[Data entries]
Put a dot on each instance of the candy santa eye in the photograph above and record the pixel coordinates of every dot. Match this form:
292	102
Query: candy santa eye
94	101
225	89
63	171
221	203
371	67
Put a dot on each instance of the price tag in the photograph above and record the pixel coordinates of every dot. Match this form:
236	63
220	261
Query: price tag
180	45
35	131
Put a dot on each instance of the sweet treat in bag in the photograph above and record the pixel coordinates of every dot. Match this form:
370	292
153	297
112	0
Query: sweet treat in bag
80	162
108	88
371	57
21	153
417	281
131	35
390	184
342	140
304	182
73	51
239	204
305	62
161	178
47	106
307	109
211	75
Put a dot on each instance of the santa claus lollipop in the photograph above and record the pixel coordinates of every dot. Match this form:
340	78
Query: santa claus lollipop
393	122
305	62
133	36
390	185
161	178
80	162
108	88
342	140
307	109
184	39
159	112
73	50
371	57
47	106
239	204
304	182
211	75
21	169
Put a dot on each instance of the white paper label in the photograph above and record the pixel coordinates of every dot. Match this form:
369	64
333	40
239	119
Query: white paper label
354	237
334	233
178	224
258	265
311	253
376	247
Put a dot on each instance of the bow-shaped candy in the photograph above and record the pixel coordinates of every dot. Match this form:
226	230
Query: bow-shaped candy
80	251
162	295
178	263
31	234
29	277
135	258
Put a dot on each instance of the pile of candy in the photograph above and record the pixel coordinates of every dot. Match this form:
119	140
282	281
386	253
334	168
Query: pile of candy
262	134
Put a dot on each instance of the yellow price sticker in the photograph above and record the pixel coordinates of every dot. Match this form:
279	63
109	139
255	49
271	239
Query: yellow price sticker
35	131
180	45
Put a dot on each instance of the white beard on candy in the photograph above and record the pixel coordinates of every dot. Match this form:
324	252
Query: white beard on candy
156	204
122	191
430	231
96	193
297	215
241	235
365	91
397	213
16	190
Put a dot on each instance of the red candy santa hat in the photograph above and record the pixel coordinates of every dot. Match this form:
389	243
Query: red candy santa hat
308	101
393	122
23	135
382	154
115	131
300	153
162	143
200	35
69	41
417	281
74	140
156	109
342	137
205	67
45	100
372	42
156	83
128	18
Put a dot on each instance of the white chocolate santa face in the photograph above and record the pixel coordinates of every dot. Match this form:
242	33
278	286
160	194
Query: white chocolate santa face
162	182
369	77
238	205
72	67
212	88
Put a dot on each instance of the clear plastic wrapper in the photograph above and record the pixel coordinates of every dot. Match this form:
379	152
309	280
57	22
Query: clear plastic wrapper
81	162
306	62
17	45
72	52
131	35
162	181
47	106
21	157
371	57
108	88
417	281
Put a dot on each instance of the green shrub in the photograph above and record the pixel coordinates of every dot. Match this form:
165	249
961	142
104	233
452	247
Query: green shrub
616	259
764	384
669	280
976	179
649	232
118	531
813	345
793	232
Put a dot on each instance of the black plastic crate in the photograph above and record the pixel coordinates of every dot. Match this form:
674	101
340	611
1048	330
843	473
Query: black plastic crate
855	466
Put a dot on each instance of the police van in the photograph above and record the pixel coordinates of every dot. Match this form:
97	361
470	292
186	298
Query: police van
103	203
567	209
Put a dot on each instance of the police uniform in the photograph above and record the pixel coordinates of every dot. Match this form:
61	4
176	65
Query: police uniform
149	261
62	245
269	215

▶ **TASK GOAL**: Please output the entries above, every line exactly as it reads.

▶ **EXERCISE RESPONSE**:
Put a dot on each instance of the candy santa eye in the photograph above and record the pixel coordinates of every dot. Match this form:
292	102
Query: candy santa eye
94	101
225	89
63	171
221	203
371	67
Put a dot on each instance of the price tag in the photograph above and record the pixel coordinates of every dot. Match this form:
236	63
220	261
Query: price tag
180	45
35	131
Put a dot on each instance of the sweet treat in bag in the photograph above and record the pixel coordinates of every dot. Match this form:
370	292
153	297
112	0
Query: sweet treat in bag
80	162
108	88
371	57
21	153
417	281
131	35
390	184
342	140
304	182
73	51
239	204
305	62
161	178
47	106
307	109
211	75
Put a dot on each instance of the santa claus lollipop in the photograph above and record the pixel coordinates of every dot. Match this form:
340	78
Query: santa claus lollipop
393	122
305	62
133	36
390	185
161	178
80	162
108	88
342	140
307	109
184	39
159	112
73	50
371	57
47	106
239	204
304	182
211	75
21	169
Put a dot on each instance of the white paper label in the photograph above and record the pixel coordinates of every dot. Match this form:
369	64
333	40
239	119
Query: white paper label
354	237
334	233
178	224
258	265
311	253
376	247
Put a dot on each instance of the bow-shaped candy in the photograph above and record the pixel coordinates of every dot. Match this form:
226	230
Query: bow-shaped candy
80	251
162	295
178	263
31	234
29	277
135	258
Put a dot on each instance of the pile of candy in the photograph above and record the pixel coordinates of every dot. Match this form:
119	140
282	281
386	253
334	168
Query: pile of candy
262	134
Put a dot on each instance of the yellow price sticker in the photograph above and record the pixel coordinates of every dot. Match this form:
279	63
109	139
255	49
271	239
Query: yellow price sticker
35	131
180	45
Put a dot on each instance of the white beard on candy in the photograph above and record the pixel coordinates of every dot. Match this form:
324	252
Query: white beard on candy
156	204
122	191
430	231
96	193
297	215
241	235
365	91
397	213
16	190
Put a dot on each instance of the red candy santa hat in the photograph above and record the pixel coordinates of every dot. Match this form:
389	243
Query: red candy santa hat
308	101
393	122
23	135
382	154
115	131
300	153
162	143
200	35
69	41
417	281
74	140
156	109
342	137
205	67
45	100
372	42
156	83
128	18
Put a dot on each instance of the white chocolate santa face in the photograph above and record the pixel coordinates of every dot. Match this form:
242	33
278	286
160	194
Query: white chocolate santa face
162	182
369	77
238	205
72	67
212	88
Put a dot on each instance of the clear plastic wrapper in the photograph above and record the pixel coordinates of every dot. Match this form:
379	152
309	280
57	22
Query: clear plastic wrapper
81	162
306	62
17	45
72	52
131	35
162	181
47	106
21	157
371	57
108	88
417	281
Put a dot on each instance of the green shrub in the photograph above and record the pixel coordinates of every dot. Match this form:
165	249
961	142
104	233
452	247
Query: green shrub
616	259
764	384
669	280
976	179
649	232
118	531
813	345
793	232
Put a dot on each instance of the black plastic crate in the photograph above and record the pixel coordinates of every dot. Match this form:
674	101
340	611
1048	330
843	473
Query: black plastic crate
855	466
Put a dot on each instance of the police van in the photograph above and record the pixel coordinates of every dot. Match this form:
97	361
470	292
186	298
Query: police van
103	203
567	209
Put a dot on each instance of the police uniform in the photograph above and record the pixel coordinates of every dot. Match this form:
61	4
176	65
Query: police uniform
149	261
62	245
269	215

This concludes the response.